[Source data start]
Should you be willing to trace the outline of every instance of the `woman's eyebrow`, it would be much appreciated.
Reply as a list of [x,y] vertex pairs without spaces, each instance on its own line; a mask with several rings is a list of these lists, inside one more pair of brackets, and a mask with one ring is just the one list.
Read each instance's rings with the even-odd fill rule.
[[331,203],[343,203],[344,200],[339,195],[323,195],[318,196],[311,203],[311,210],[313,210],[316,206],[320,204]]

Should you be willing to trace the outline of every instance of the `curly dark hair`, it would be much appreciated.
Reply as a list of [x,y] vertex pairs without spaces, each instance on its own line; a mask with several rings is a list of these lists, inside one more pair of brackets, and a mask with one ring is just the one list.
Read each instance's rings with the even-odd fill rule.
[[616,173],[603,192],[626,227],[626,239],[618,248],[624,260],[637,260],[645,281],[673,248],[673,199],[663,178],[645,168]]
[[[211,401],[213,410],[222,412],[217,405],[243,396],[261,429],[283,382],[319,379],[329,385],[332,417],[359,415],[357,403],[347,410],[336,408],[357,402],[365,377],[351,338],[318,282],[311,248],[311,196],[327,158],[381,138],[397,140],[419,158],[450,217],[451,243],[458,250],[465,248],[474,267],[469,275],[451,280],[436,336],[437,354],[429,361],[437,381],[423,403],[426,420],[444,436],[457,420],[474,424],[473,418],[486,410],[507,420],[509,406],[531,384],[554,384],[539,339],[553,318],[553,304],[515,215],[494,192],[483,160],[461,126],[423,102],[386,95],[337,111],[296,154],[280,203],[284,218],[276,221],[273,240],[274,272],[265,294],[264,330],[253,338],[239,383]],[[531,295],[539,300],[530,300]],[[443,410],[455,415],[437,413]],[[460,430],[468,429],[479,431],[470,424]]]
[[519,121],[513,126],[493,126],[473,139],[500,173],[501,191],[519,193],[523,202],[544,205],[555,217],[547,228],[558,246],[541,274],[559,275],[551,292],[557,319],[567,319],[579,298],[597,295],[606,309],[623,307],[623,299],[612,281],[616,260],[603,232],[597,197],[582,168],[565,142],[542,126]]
[Source data end]
> **Stated goal**:
Substitute "coordinate pairs" for each "vertex pairs" throughout the entries, and reproduce them with nothing else altered.

> **Problem solution**:
Should you be willing to trace the outline of every instance of the `woman's eyebrow`, it would be much appreciated.
Reply as a list of [x,y] coordinate pairs without spaces, each instance on its own line; a mask with several rings is a list of these lists, inside one more pair of brackets, and a mask with one ring is just the one list.
Read each instance's rings with the even-odd fill rule.
[[331,203],[343,203],[344,200],[339,195],[323,195],[318,196],[311,203],[311,210],[313,210],[316,206],[320,204]]

Should you be willing to trace the outline of every instance of the `curly dark hair`, it would be much appreciated.
Reply as a list of [x,y] coordinate pairs without spaces, each instance on its own line; a mask with several rings is a list of these lists, inside one more pair of brackets, and a mask with one ring is just the one list.
Read each instance's rings with the even-odd fill rule.
[[616,173],[603,192],[626,227],[626,239],[618,248],[624,260],[637,260],[645,281],[673,248],[673,199],[663,178],[645,168]]
[[[211,401],[213,410],[222,412],[217,405],[243,396],[261,429],[283,382],[319,379],[329,385],[332,417],[359,415],[357,403],[347,410],[336,408],[357,402],[365,377],[351,338],[318,282],[311,248],[311,196],[327,158],[381,138],[397,140],[419,158],[450,217],[451,243],[458,250],[465,248],[474,267],[469,275],[451,280],[436,336],[437,354],[429,361],[437,381],[423,403],[426,420],[444,436],[457,420],[474,424],[473,418],[486,410],[507,420],[509,406],[531,384],[554,384],[539,339],[553,318],[553,304],[515,215],[494,192],[483,160],[461,126],[423,102],[386,95],[337,111],[296,154],[280,203],[284,218],[276,221],[273,240],[274,272],[265,294],[264,330],[253,338],[239,383]],[[531,295],[539,300],[530,300]],[[443,410],[455,415],[437,413]],[[460,430],[468,429],[479,431],[470,424]]]
[[519,121],[513,126],[493,126],[473,139],[500,173],[501,191],[519,193],[523,202],[544,205],[555,217],[547,228],[558,246],[541,274],[559,275],[551,292],[557,319],[567,319],[579,298],[597,295],[606,309],[623,307],[623,299],[612,281],[616,260],[603,232],[597,197],[582,168],[565,142],[542,126]]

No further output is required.